#### Task:
Once the line containing "Each <instance> block" is found in the records below, return it and each following line exactly, up to and including the line containing "423L301 414L302 446L296", and nothing else.

#### Listed records:
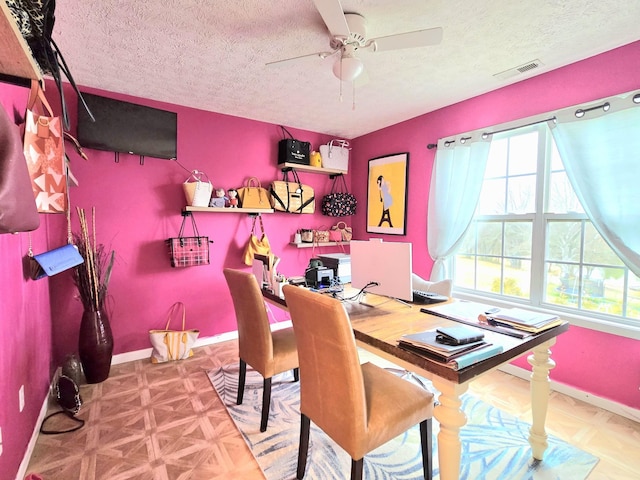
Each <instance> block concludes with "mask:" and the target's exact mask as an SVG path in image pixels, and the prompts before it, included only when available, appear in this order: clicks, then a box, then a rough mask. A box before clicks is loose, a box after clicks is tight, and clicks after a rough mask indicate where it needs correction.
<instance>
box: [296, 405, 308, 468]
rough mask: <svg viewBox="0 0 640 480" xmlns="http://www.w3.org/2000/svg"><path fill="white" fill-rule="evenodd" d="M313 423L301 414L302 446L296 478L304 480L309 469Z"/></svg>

--

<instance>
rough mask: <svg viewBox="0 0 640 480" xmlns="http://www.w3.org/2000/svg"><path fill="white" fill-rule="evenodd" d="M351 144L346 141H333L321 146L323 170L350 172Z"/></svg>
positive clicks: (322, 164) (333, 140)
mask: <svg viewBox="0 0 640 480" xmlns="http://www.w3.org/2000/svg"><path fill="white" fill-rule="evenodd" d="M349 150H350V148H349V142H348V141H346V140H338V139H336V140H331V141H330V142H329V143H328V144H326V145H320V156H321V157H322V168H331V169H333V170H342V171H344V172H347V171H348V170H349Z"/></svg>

--

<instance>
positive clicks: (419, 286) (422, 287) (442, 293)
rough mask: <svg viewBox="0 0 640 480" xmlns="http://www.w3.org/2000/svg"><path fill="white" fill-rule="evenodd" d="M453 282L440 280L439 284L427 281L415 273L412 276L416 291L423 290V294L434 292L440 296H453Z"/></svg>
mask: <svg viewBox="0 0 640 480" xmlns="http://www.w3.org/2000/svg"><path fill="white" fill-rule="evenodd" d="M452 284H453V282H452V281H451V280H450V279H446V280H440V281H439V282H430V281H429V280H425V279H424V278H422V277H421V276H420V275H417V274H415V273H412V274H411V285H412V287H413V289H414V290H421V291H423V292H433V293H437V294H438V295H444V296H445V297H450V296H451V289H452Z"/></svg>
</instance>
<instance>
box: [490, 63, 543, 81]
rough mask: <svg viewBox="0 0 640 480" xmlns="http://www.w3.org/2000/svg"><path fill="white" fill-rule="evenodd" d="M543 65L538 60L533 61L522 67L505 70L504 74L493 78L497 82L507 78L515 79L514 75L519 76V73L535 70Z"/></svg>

#### Worked solution:
Each <instance> block concludes with "mask:" and the target's exact mask as an SVG path in image pixels, and the prompts before it, included only when available, appear in this order: clicks, then a box, then a rough mask. A box before clicks is loose, a box after clicks is tight, and clicks after a rough mask indicate where it needs correction.
<instance>
box: [296, 405, 308, 468]
rough mask: <svg viewBox="0 0 640 480" xmlns="http://www.w3.org/2000/svg"><path fill="white" fill-rule="evenodd" d="M313 423L301 414L302 446L296 478L304 480L309 469Z"/></svg>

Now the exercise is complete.